- [Aim A]
In the Beretta customer service forum thread, about how much money does Mike say he is out?
- [Aim B]
Please continue the Beretta customer service forum thread from where it stops.

- [Excerpt to read]
┏━━
# Beretta customer service



## jm16 (May 9, 2015)

Hi all,

As a big fan of Beretta firearms,( I
Have a few models )I was very disappointed by recently when I purchased tomcat
Only to learn that because I bought it used, they sent it back to me and would. not repair it. This is despite the fact that I hadn't had a chance
To even put one round through it. In addition, I bought new grips and cleaned 
The gun up beautifully so that it looked new.
Good conscience won't allow me to sell it to someone else so I am out about 350.00
Sorry for whining, I guess buyer beware and don't
Trust customer service.

Mike


----------



## Shipwreck (Jan 26, 2006)

Yes, it is true that Beretta only warranties the original owner. That is why I never buy used Berettas. Sorry to hear about the issue.

You never said exactly what is wrong with it


----------



## xotech (Feb 7, 2012)

Cracked frame?




Read the comments too.

What year is it?


----------



## Cait43 (Apr 4, 2013)

Great reason to never purchase a Beretta....... Far too many firearm manufactures that will repair 2nd, 3rd, 4th etc., owners of their product..........


----------



## DJ Niner (Oct 3, 2006)
┗━━
(Extracted data entries)
┏━━
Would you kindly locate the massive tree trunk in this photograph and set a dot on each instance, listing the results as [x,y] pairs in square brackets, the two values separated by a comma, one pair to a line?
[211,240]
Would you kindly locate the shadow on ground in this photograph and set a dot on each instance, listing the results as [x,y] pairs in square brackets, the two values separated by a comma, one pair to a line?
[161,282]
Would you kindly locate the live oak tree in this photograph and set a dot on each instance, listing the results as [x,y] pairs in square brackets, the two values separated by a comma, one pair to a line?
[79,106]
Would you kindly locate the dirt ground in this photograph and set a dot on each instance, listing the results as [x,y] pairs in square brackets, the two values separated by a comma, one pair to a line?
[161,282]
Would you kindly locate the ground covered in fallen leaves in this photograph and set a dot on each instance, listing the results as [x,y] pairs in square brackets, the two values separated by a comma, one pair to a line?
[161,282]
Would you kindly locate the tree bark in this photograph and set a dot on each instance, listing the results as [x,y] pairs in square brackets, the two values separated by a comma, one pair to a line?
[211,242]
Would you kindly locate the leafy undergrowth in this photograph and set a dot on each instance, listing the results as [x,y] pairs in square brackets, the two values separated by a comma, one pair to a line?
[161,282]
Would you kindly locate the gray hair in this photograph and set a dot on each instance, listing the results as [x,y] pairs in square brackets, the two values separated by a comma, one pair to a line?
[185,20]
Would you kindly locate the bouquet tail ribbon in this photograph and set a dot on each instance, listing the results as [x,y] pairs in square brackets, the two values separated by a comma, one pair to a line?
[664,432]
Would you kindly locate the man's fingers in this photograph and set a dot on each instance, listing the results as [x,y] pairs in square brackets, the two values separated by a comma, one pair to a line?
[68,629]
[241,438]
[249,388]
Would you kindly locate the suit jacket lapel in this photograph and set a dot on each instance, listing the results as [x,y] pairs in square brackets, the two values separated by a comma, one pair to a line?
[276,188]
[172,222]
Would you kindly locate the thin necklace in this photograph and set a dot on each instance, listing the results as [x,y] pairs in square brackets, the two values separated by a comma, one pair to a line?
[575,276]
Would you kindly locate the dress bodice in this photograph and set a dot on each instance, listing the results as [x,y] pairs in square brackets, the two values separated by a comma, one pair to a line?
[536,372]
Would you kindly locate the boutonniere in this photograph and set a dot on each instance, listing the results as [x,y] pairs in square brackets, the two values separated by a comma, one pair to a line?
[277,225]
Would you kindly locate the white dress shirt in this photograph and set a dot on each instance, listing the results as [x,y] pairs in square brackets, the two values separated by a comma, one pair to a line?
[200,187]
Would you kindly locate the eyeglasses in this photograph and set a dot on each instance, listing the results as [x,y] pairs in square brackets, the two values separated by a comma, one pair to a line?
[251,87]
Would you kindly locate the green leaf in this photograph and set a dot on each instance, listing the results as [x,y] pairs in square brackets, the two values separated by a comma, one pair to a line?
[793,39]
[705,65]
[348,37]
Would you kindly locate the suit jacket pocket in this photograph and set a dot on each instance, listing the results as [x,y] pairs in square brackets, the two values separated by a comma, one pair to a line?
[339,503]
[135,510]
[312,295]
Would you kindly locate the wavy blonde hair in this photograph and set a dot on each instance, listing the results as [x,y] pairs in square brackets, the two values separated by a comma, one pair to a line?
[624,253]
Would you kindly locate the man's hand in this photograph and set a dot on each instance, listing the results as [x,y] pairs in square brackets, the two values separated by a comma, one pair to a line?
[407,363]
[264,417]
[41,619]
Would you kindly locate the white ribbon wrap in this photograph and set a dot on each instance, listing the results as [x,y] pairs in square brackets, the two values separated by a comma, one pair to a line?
┗━━
- [Exercise answer A]
About 350.00.

- [Exercise answer B]
jm16 said:


> Hi all,
> 
> As a big fan of Beretta firearms,( I
> Have a few models )I was very disappointed by recently when I purchased tomcat
> ...


They would not repair it at all, or would not repair it for free?

I'd be pretty surprised if they wouldn't repair it at all.

I know it might be way more than a person would want to pay, but at least you'd have SOMETHING at the end of the day.


----------



## DJ Niner (Oct 3, 2006)

xotech said:


> Cracked frame?
> 
> 
> 
> ...


Wow. At least one person in the comments to that video said Beretta wouldn't fix their pistol with the cracked frame at all ("They would not replace the frame even if I paid for the replacement.").

Shipwreck, is this because they are having a lot of problems with this particular model, or is this Beretta's policy for major repairs on all their firearms that are not owned by the original buyers?

I'm not sure how I missed this over the last few years, even if it's model-specific.


----------



## Shipwreck (Jan 26, 2006)

The Tomcat is well known to have this cracking frame issue. It's not a matter of IF it will crack, but really a WHEN.

It's discussed all the time at the Beretta Forum. A few years ago, some people had the gun replaced by Beretta, and then the next one would crack. IF they were lucky enough to get it replaced again, they would just sell the new one.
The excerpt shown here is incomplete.